Название «Балаклава», которое сегодня носит древний Симболон, происходит, несомненно, от измененного «Палакиум», названия греческой крепости, защищавшей окрестные высоты. Этот маленький порт был по очереди: известным убежищем для торговых кораблей Греции и Италии, чудесно упрятанным логовом мошенников и контрабандистов всех стран, неприступным укреплением от набегов татар, знаменитой базой английских войск во время войны и, вот уже на протяжении нескольких лет, — местопребыванием одного француза, производящего сардины в Провансальском масле с добавлением маленьких красных лобанов и кунжутового масла.

Да, Балаклава имеет славные страницы в своих исторических анналах. Это место, прославившееся в абсолютно разных областях, расположено в двенадцати верстах от Севастополя в горной воронке, к которой в южном направлении от моря ведет узкая расщелина. Сюда можно добраться по той же Ялтинской дороге, которая идет на французское кладбище, и где-то на десятой версте есть поворот на Кадыкой и Балаклаву.

Сама деревня не представляет никакого интереса. Собственно говоря, она состоит из одной улицы и нескольких купален, наспех сооруженных у берега моря. Но по-настоящему живописен этот горный цирк, который внезапно, как бы гигантской рукой, укрощает дикое море и превращает его в тихое, спокойное, даже во время самых ужасных штормов, создание.

Под этим мощным влиянием море становится простым голубым прозрачным озером с погруженными в него горными уступами. Греки-рыбаки постоянно тревожат эту пленительную гладь своими веслами и сетями со свинцовыми грузилами. И когда в полуденной тишине они начинают перекликаться, горное эхо вторит им. Это очаровательное озеро, похожее на сапфир, помещенный в круглую чашу, отличается своим каким-то сдержанным изяществом…

Кажется, где-то здесь была пришвартована прогулочная яхта лорда Кардигана, на которой во время войны он мог в условиях комфорта мирных дней отведать блюда своего французского повара, тогда как старик Реглан мерз со своими солдатами на холоде среди пуль и снарядов. Какой контраст с мужественным Нахимовым, который, крейсируя в ледяную стужу у берегов Синопа, писал в интендантство: «Я снял свою теплую рубаху и не надену ее до тех пор, пока вы не оденете в теплое всех моих матросов». Каково, а?! Я сравниваю этого человека с героями Плутарха!

Как бы то ни было, Балаклава является одним из тех дивных убежищ, где Гомер всегда находил каких-то особых местных нимф. При этом надо признать, что разрушенная крепость, нависшая над узким проходом в гавань, придает этому пейзажу определенную суровость. Старинная генуэзская цитадель состоит из нескольких башен, связанных между собою стеною, которая, взобравшись по крутому склону на вершину, заворачивает затем на запад к открытому морю. С той стороны гора резко обрывается и далеко уходит в морскую глубину. В штормовую погоду бессильные гневные волны вместе с неосторожными кораблями частенько разбиваются об эту неприступную преграду.

* [Поставленная задача]
Пожалуйста, перепишите часть текста о Балаклаве — всё начиная с «Кажется, где-то здесь» и вплоть до «с героями Плутарха!», переименовав «лорда Кардигана» в «графа Кардигана».

* [Строки данных]
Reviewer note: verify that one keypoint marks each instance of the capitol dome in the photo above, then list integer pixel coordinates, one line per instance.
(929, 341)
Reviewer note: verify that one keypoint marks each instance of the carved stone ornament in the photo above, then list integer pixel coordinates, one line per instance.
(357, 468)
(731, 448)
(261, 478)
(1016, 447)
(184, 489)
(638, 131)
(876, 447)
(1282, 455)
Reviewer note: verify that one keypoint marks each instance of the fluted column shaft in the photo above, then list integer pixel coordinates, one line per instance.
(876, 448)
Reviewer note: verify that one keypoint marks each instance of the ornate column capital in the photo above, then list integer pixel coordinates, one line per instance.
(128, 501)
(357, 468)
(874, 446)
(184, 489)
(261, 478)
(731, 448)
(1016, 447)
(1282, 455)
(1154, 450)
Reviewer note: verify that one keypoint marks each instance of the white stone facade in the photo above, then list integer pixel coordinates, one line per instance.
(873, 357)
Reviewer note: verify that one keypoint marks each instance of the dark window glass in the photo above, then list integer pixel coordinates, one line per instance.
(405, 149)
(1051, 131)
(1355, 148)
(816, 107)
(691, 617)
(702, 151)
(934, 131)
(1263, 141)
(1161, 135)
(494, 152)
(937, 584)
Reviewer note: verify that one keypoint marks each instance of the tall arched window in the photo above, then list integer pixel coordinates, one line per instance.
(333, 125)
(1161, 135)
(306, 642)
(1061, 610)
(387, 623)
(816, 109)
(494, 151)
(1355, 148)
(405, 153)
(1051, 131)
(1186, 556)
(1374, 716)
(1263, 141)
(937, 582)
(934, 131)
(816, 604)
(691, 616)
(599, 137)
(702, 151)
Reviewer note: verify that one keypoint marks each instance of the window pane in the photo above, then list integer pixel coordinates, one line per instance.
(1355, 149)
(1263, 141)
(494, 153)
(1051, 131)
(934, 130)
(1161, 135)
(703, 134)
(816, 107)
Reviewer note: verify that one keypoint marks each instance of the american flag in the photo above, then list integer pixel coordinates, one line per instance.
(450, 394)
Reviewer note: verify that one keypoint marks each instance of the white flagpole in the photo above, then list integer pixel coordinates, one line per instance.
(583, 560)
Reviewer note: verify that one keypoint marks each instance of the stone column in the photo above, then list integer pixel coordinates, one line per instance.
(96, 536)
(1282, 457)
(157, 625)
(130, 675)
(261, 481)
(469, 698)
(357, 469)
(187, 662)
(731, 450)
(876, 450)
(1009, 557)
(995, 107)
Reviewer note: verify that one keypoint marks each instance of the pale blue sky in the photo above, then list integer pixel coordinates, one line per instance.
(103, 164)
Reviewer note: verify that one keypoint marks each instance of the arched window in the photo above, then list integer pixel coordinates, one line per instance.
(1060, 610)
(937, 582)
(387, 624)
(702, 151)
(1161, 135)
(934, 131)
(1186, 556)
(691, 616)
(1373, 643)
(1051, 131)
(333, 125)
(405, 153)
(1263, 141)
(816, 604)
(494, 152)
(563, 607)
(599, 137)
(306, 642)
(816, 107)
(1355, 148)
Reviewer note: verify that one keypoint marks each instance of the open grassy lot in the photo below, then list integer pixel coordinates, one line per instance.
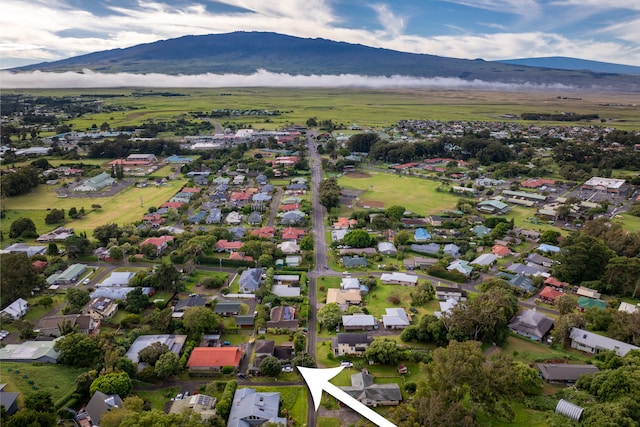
(56, 379)
(127, 206)
(415, 194)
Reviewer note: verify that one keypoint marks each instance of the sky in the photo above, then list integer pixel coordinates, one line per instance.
(36, 31)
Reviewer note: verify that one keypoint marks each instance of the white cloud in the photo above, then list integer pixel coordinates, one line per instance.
(45, 31)
(90, 79)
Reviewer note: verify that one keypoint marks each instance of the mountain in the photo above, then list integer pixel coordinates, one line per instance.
(564, 63)
(247, 52)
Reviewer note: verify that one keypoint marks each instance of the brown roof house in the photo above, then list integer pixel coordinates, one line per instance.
(364, 390)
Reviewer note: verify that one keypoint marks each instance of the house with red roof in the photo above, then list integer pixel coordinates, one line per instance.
(172, 205)
(292, 233)
(552, 281)
(161, 243)
(240, 256)
(191, 190)
(549, 294)
(500, 251)
(227, 246)
(205, 360)
(290, 207)
(264, 232)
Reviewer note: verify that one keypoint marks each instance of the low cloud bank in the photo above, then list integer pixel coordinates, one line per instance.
(261, 78)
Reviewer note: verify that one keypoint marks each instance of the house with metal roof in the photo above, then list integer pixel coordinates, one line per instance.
(359, 322)
(564, 373)
(593, 343)
(16, 309)
(250, 280)
(96, 183)
(350, 344)
(251, 408)
(396, 318)
(531, 324)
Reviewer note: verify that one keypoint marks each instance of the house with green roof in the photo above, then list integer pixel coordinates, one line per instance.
(96, 183)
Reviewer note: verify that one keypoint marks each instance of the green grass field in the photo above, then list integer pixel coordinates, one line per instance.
(122, 208)
(415, 194)
(56, 379)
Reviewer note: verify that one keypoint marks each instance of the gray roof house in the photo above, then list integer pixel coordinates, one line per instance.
(100, 404)
(250, 280)
(353, 344)
(594, 343)
(251, 408)
(565, 373)
(531, 324)
(387, 248)
(396, 318)
(430, 248)
(16, 309)
(359, 322)
(364, 390)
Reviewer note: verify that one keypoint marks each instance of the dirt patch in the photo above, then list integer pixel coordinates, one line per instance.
(358, 175)
(371, 204)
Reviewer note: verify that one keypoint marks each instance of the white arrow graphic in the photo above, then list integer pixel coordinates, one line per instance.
(318, 380)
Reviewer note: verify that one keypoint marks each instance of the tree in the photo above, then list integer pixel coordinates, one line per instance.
(77, 298)
(306, 243)
(40, 401)
(52, 249)
(168, 364)
(402, 238)
(565, 303)
(136, 301)
(18, 278)
(23, 228)
(200, 319)
(385, 351)
(357, 239)
(330, 315)
(54, 216)
(77, 350)
(168, 278)
(112, 383)
(151, 353)
(395, 212)
(423, 293)
(270, 367)
(563, 325)
(76, 245)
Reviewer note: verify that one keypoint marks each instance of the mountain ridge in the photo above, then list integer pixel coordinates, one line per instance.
(247, 52)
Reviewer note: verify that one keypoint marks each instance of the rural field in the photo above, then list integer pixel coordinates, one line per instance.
(366, 107)
(127, 206)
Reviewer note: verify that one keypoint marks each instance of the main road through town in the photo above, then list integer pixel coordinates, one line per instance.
(320, 249)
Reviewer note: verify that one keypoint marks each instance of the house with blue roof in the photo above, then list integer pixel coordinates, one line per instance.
(421, 235)
(250, 280)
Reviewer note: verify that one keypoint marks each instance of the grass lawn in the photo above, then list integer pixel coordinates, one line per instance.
(56, 379)
(293, 399)
(121, 208)
(415, 194)
(158, 398)
(528, 351)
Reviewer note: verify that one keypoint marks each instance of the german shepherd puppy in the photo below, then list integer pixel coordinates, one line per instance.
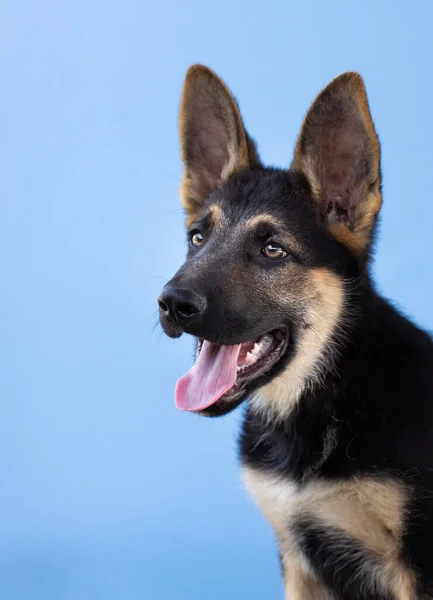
(337, 440)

* [Выполненное упражнение]
Кажется, где-то здесь была пришвартована прогулочная яхта графа Кардигана, на которой во время войны он мог в условиях комфорта мирных дней отведать блюда своего французского повара, тогда как старик Реглан мерз со своими солдатами на холоде среди пуль и снарядов. Какой контраст с мужественным Нахимовым, который, крейсируя в ледяную стужу у берегов Синопа, писал в интендантство: «Я снял свою теплую рубаху и не надену ее до тех пор, пока вы не оденете в теплое всех моих матросов». Каково, а?! Я сравниваю этого человека с героями Плутарха!